- _Objective_
Which lines in the rows below contain the word "road"? Pick out every such line and copy it.

+++

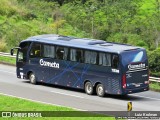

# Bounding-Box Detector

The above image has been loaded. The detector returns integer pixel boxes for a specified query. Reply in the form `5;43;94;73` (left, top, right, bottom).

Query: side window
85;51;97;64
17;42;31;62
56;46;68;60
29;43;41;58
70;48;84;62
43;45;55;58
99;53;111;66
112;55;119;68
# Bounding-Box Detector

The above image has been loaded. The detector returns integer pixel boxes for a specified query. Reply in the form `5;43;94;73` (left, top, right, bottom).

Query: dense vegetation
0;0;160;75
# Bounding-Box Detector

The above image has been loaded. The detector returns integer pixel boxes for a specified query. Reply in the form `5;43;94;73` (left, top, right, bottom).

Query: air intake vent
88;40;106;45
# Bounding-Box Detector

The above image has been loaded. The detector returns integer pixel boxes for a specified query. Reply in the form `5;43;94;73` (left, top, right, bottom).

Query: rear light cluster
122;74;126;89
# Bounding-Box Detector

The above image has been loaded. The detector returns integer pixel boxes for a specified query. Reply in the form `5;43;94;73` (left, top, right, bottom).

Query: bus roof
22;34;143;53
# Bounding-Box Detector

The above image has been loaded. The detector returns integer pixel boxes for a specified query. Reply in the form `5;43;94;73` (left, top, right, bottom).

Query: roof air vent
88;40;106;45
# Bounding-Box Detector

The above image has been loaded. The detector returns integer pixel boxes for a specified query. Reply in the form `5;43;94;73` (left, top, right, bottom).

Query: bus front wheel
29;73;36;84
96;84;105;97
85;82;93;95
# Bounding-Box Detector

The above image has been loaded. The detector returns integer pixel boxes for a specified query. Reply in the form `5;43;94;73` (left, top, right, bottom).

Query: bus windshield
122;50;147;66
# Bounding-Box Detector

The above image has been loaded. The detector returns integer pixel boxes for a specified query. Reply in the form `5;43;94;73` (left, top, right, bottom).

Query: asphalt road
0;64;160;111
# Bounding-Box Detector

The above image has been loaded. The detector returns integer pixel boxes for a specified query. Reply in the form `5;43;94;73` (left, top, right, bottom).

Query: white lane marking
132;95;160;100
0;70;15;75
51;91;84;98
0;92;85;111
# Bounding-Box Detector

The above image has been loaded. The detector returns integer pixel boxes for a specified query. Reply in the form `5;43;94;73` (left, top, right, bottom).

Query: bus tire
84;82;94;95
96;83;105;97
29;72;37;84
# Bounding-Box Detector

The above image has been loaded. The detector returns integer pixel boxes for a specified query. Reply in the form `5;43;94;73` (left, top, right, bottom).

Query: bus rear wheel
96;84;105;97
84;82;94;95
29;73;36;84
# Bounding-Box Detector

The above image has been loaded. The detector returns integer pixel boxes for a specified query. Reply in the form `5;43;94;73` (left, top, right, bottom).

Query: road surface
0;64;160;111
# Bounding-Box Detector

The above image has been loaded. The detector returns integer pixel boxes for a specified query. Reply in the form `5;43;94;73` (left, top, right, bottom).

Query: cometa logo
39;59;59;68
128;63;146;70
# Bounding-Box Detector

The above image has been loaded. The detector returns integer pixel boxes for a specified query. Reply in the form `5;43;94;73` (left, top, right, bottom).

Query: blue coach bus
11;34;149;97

+++

- _Final result_
Query: asphalt road
Query: road surface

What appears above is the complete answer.